■ **Work request**
Which lines of the entries below run from the one holding "[[105, 96], [31, 143]]" to the one holding "[[230, 165], [430, 224], [128, 303], [216, 17]]", inclusive? Set down exactly those lines and no others.

■ **Information provided**
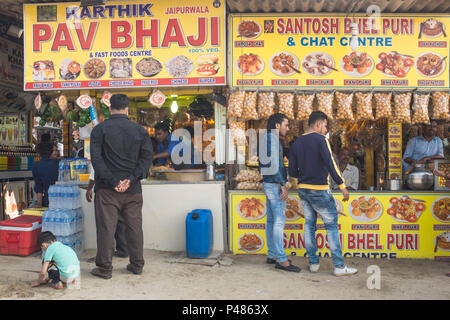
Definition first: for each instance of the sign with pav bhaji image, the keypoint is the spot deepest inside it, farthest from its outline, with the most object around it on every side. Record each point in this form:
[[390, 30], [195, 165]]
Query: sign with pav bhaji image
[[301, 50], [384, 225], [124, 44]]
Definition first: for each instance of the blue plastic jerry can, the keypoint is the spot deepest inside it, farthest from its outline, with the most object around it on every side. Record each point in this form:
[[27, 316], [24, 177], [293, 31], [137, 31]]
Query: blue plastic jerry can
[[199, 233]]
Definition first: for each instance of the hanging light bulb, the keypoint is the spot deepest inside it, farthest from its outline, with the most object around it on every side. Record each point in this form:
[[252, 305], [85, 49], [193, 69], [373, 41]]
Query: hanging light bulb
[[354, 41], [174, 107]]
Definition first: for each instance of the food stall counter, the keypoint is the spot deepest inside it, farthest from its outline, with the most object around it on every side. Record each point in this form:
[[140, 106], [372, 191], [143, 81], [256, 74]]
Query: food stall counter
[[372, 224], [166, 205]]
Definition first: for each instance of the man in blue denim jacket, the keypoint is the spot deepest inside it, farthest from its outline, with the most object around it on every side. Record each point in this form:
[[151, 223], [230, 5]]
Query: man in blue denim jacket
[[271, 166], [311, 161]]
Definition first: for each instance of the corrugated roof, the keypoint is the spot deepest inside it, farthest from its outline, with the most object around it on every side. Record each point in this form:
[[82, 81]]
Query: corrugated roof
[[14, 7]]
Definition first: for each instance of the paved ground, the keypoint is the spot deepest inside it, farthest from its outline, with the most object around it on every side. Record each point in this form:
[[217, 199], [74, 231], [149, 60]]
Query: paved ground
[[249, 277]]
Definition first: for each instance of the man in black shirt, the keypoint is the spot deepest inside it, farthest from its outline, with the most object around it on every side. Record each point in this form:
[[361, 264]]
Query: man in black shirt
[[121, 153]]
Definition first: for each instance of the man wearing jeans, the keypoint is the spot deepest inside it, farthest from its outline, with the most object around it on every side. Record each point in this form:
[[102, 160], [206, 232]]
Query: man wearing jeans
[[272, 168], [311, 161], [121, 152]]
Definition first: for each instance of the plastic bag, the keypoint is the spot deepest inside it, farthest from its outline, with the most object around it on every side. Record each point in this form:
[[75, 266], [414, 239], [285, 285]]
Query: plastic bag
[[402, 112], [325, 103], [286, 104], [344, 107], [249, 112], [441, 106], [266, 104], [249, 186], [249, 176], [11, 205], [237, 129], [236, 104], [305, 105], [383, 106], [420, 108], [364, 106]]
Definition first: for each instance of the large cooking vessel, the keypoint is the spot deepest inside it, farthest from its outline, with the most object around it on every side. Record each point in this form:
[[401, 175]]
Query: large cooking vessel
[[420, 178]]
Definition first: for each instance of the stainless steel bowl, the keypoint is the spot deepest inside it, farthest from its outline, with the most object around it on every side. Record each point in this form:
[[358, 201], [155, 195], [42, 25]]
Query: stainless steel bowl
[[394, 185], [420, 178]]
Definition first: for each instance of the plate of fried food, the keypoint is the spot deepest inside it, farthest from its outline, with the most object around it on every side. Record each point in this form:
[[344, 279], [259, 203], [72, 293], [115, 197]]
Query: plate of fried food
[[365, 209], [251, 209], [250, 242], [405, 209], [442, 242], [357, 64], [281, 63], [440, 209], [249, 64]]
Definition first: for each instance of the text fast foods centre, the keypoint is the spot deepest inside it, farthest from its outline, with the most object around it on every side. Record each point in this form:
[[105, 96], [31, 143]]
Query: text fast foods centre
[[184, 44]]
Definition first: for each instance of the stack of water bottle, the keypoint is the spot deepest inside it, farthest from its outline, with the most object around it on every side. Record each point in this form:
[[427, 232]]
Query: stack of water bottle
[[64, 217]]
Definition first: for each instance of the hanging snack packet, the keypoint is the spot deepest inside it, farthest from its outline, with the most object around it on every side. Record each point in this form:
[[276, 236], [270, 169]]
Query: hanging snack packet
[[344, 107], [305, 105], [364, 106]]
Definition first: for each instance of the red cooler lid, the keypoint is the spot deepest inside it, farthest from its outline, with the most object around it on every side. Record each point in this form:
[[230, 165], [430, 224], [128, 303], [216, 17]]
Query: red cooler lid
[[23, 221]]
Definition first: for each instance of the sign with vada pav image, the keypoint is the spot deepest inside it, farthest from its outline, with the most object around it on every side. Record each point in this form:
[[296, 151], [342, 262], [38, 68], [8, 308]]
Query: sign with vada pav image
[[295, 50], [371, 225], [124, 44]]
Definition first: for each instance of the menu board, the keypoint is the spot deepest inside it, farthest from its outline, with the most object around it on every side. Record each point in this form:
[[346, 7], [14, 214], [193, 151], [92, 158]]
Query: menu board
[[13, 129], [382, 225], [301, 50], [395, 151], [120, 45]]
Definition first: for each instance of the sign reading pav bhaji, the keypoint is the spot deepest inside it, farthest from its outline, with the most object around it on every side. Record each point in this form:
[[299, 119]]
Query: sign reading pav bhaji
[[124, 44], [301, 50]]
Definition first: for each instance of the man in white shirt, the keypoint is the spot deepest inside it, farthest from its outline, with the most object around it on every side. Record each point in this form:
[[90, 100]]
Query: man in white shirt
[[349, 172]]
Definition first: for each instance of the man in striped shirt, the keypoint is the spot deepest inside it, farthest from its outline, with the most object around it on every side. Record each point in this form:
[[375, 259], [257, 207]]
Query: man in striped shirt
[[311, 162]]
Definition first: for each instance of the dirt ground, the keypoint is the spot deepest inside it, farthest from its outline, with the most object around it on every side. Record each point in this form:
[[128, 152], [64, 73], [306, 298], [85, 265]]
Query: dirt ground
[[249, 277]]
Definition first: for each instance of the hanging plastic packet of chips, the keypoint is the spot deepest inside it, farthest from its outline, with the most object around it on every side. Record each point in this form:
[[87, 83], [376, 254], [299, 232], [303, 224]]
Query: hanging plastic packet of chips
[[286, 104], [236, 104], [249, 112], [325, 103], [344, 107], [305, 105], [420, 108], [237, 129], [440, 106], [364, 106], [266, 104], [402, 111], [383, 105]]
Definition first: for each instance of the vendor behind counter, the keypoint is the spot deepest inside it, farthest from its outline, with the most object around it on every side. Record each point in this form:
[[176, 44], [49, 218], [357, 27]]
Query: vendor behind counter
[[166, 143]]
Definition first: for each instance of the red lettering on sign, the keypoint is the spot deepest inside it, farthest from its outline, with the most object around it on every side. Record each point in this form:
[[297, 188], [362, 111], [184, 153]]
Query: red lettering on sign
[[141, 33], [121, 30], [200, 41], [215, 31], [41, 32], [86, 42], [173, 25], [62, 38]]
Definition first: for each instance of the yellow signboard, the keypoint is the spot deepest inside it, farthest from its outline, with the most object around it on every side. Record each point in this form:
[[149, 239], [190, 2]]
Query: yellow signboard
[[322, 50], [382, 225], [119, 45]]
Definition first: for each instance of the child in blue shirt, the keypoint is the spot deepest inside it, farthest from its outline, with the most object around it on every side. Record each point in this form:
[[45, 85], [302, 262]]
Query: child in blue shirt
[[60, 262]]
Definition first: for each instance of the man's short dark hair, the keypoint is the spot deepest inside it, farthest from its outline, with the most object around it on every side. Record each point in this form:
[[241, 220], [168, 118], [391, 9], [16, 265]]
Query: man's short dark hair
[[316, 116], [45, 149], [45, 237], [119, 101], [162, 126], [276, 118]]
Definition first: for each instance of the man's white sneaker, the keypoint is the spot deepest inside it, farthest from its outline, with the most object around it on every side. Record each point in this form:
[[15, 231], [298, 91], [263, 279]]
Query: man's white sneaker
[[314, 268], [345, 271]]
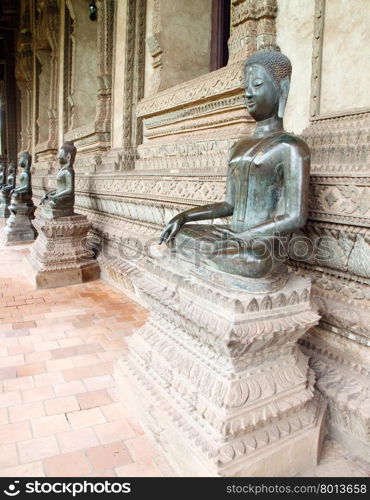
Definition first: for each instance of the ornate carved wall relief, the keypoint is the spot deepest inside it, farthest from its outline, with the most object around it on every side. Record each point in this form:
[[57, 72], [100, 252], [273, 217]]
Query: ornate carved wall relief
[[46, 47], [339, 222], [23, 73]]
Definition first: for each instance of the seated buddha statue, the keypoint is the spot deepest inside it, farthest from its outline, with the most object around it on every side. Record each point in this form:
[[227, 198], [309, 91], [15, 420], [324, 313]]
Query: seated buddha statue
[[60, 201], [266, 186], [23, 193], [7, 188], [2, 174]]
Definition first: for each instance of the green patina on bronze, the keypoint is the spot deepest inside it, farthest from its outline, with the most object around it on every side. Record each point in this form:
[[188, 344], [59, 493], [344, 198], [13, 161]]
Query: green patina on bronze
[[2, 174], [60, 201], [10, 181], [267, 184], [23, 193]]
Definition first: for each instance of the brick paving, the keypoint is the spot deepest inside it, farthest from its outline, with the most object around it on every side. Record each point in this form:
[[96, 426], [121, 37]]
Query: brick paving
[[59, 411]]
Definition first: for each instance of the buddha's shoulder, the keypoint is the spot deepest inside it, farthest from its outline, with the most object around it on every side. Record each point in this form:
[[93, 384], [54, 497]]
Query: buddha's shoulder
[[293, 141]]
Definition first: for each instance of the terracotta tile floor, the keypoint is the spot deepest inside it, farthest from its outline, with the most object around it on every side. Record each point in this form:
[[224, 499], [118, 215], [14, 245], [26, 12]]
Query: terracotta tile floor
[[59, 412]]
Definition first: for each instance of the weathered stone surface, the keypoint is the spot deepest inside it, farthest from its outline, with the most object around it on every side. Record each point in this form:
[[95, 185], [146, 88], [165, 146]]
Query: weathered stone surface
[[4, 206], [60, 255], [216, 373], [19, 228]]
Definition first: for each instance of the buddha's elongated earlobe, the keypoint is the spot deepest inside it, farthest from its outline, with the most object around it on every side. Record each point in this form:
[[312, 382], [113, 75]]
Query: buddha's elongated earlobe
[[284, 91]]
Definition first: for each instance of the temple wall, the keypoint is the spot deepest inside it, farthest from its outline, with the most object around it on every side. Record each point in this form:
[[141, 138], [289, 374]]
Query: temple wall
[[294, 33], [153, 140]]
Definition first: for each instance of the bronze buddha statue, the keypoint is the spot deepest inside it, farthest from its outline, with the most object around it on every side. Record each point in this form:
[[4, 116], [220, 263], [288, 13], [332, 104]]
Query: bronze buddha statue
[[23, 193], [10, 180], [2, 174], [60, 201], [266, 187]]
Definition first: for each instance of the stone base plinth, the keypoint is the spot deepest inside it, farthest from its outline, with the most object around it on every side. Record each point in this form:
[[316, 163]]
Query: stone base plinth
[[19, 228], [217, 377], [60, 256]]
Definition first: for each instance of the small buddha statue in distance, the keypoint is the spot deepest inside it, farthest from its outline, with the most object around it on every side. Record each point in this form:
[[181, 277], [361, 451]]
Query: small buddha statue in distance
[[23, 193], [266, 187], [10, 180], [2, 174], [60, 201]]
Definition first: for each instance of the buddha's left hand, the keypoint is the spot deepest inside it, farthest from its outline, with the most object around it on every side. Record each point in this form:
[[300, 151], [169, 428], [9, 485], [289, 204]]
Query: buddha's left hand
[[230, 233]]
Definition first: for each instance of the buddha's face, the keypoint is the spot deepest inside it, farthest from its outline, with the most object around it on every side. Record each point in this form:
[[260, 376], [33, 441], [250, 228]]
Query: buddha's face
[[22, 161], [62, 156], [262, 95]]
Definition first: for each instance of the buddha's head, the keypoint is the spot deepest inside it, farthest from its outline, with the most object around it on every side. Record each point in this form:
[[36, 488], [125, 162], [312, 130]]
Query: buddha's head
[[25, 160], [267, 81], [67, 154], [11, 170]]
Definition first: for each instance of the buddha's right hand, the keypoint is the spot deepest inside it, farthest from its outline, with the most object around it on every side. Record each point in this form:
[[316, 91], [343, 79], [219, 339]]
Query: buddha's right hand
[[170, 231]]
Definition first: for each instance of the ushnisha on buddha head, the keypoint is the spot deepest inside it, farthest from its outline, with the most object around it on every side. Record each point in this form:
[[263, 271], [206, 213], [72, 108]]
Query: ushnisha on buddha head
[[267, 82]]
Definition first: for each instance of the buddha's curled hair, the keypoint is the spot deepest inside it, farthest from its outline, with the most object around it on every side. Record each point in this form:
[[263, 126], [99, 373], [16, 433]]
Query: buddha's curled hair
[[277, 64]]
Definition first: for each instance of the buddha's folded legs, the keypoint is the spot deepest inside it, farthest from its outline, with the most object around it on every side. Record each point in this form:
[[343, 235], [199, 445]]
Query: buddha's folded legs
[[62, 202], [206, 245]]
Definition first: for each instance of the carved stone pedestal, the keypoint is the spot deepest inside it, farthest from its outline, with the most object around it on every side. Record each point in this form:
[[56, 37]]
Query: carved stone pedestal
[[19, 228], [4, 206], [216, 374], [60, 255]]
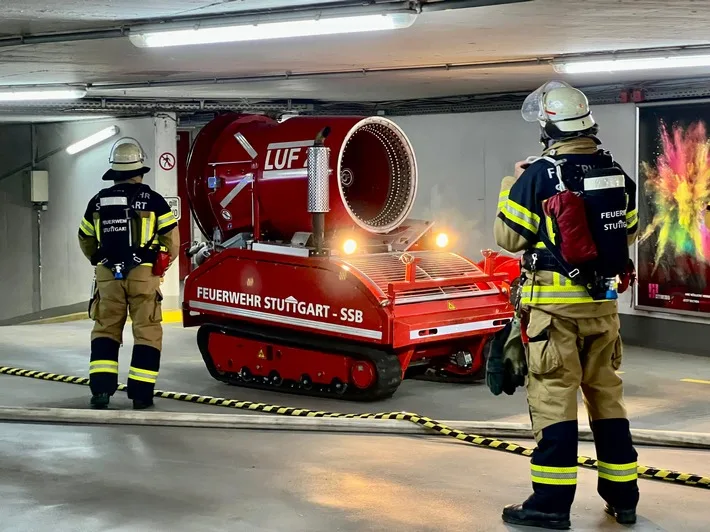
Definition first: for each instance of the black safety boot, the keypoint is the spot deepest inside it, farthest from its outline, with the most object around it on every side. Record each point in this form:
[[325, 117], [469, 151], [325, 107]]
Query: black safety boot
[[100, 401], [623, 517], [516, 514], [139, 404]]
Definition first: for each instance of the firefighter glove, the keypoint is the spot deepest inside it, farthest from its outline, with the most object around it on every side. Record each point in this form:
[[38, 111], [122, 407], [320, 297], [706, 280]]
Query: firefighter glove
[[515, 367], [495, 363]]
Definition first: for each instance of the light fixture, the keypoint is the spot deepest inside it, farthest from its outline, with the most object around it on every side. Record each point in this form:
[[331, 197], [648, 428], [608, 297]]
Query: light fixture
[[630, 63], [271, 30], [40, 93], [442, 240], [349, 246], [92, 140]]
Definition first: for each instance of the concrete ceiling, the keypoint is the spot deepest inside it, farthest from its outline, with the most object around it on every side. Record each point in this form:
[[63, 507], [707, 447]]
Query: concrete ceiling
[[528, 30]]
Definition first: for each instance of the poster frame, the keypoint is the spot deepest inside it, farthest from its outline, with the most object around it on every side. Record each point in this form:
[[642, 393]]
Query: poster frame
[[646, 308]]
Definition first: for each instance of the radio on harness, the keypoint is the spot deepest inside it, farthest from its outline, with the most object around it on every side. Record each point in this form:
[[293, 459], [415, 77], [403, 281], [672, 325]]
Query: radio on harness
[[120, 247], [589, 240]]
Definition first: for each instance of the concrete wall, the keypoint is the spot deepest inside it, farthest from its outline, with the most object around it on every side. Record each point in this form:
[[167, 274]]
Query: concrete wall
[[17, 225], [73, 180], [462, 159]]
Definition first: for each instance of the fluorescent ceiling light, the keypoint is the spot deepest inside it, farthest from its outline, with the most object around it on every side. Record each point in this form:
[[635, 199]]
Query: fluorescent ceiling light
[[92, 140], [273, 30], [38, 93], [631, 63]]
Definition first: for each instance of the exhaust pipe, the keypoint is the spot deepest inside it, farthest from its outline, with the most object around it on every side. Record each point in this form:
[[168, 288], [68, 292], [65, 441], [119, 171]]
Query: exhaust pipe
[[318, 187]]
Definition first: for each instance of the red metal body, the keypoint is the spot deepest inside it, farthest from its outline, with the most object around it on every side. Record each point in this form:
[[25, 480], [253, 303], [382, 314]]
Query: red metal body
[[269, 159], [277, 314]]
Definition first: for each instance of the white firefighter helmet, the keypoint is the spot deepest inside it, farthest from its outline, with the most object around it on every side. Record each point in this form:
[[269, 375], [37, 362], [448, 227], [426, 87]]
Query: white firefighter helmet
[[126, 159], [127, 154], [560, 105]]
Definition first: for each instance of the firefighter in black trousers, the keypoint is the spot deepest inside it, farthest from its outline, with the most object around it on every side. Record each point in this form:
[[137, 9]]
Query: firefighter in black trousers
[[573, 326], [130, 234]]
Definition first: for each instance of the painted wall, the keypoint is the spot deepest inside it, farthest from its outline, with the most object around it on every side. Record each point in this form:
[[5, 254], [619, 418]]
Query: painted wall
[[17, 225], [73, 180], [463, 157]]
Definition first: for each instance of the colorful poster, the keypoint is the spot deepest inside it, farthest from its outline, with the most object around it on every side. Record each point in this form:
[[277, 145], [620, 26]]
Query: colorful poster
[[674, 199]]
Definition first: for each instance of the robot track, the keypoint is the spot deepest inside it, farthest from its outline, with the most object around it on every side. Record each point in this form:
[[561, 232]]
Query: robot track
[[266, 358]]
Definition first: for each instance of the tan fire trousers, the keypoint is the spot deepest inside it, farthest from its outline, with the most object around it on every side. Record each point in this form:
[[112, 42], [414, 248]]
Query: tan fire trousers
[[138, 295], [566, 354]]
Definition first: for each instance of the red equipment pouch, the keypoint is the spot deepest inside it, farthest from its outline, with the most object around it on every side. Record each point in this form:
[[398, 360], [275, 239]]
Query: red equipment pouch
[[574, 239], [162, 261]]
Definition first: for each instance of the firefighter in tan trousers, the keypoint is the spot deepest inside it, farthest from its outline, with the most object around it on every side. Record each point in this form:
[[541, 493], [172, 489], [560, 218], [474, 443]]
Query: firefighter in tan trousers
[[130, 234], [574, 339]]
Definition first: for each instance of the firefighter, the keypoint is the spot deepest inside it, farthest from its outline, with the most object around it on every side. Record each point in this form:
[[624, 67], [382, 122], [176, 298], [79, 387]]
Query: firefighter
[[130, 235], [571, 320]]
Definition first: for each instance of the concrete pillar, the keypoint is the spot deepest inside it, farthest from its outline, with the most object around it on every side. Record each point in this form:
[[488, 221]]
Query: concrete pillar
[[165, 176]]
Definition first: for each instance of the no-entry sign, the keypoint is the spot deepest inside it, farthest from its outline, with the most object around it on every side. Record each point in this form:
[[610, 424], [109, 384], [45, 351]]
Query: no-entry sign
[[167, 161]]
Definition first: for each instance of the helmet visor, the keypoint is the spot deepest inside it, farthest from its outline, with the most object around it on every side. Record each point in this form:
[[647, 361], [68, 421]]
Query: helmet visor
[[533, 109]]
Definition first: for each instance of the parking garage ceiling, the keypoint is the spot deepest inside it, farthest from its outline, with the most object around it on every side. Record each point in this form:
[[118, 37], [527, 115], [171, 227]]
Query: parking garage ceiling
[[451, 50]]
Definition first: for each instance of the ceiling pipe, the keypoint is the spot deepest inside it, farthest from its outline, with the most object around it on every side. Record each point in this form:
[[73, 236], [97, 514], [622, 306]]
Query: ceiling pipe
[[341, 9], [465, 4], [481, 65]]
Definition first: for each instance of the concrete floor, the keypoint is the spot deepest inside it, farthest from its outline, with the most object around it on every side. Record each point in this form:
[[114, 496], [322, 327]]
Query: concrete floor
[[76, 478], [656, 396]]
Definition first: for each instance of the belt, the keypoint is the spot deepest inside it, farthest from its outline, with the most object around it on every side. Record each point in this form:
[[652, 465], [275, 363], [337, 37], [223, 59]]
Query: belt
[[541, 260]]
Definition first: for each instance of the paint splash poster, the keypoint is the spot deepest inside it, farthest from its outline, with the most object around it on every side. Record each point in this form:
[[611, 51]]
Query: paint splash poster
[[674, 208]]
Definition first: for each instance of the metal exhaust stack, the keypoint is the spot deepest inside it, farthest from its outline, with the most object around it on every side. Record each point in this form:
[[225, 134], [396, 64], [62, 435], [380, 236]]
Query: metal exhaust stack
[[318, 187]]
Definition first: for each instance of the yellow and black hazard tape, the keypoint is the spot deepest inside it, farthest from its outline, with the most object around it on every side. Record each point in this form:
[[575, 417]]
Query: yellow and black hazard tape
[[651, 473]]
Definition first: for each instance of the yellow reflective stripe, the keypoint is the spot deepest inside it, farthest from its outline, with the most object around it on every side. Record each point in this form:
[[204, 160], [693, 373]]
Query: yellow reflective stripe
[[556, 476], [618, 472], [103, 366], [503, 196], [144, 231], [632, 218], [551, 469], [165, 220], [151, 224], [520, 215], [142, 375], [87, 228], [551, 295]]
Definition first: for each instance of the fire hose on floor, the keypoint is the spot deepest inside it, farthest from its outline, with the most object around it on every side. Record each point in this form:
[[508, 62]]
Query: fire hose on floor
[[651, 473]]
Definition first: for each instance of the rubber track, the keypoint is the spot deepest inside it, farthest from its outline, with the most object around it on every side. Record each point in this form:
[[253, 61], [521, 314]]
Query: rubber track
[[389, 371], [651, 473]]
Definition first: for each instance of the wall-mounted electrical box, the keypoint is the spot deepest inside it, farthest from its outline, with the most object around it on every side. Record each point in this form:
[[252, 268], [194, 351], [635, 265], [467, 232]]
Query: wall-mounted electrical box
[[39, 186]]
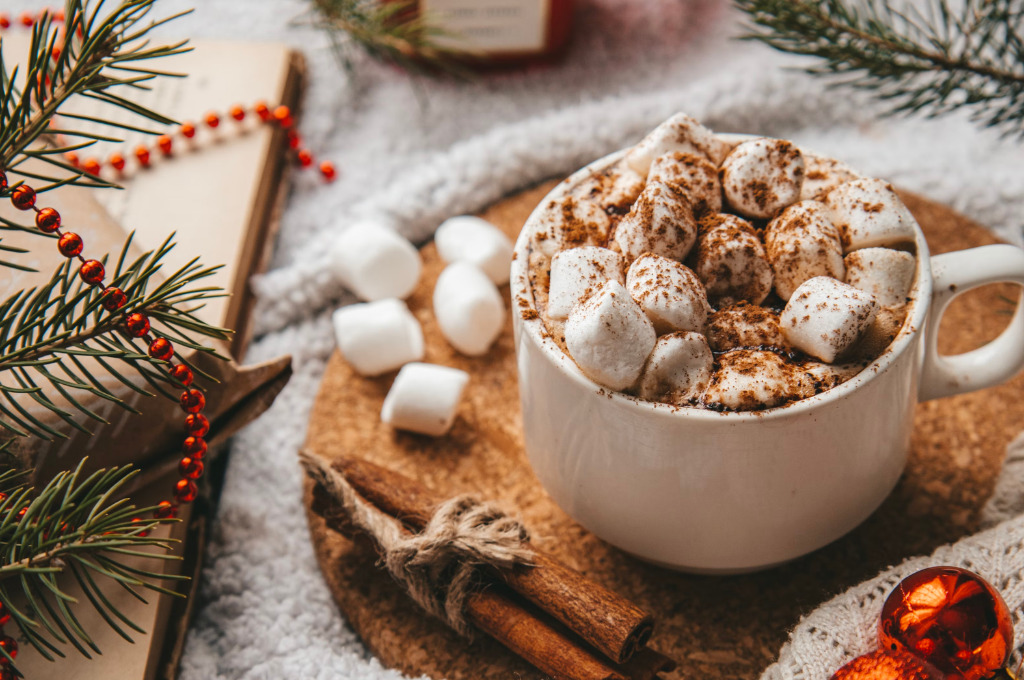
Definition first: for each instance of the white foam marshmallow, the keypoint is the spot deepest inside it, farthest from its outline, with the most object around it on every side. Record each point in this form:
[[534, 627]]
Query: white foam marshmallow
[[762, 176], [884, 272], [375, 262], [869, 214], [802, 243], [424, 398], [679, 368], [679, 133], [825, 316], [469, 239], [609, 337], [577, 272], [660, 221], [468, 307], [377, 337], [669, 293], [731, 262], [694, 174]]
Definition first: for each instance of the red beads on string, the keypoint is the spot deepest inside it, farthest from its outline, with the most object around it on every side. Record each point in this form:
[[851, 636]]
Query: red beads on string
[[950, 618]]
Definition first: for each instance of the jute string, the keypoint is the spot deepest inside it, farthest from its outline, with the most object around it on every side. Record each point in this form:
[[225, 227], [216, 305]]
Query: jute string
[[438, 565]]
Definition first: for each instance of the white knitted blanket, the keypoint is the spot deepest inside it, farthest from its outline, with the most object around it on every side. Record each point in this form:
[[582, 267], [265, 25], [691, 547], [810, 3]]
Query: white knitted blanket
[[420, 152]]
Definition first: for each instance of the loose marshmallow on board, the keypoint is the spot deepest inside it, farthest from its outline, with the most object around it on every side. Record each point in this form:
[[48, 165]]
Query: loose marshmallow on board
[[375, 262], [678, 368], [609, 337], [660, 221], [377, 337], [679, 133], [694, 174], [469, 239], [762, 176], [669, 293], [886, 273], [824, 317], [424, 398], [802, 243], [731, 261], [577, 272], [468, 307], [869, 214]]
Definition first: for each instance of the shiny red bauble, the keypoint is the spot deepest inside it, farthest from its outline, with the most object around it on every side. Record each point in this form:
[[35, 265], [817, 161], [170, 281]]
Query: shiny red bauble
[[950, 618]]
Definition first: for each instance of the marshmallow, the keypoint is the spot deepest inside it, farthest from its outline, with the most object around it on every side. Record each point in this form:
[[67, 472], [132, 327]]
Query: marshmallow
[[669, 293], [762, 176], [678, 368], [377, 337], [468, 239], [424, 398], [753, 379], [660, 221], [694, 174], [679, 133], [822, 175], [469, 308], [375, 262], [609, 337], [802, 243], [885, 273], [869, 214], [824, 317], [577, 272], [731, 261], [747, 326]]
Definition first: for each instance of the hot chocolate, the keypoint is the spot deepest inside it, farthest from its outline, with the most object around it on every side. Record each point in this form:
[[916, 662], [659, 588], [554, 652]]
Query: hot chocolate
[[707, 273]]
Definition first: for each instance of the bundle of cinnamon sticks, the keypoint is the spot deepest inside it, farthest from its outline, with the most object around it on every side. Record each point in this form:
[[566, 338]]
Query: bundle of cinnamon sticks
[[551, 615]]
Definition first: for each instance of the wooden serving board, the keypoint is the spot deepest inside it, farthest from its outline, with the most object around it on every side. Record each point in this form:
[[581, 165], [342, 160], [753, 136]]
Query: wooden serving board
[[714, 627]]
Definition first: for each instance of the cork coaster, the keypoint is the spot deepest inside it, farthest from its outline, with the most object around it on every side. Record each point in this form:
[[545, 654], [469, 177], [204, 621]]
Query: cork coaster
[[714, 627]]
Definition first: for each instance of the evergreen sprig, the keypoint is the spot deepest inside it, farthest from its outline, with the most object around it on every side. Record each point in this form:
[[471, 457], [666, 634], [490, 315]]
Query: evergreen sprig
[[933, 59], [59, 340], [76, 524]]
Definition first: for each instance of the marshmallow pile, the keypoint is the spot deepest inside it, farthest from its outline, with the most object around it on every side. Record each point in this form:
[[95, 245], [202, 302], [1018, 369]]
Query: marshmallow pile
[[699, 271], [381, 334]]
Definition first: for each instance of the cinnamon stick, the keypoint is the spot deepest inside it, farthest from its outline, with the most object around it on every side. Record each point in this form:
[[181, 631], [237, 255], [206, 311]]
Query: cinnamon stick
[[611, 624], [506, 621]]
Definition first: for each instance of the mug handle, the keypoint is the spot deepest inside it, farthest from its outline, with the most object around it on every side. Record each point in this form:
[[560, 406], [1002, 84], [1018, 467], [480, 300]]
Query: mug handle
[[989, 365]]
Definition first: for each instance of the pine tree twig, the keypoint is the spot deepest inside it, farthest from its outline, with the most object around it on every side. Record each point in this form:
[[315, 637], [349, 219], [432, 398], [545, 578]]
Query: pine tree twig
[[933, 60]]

■ **Completed task**
[[105, 96], [31, 143]]
Query: text fast foods centre
[[184, 44]]
Definition first: for each instance of the stack of water bottle, the keypoint is the spot deepest inside it, farthest from its outline, with the most object around it on every side. Record each point in this form:
[[427, 232]]
Query: stack of water bottle
[[64, 217]]
Definition first: for each instance of the hanging snack packet, the keypoint is the spot deepest inside it, farthest from its outline, with the most object around it on every side. Record each point in this form:
[[276, 236], [270, 169]]
Query: hanging snack packet
[[344, 107], [305, 105], [364, 106]]
Definition first: for each instance of the red cooler lid, the keypoint is the spot deepest inside it, farthest from its outline, with the most object around it on every side. Record each point in this form:
[[230, 165], [430, 224], [128, 303], [216, 17]]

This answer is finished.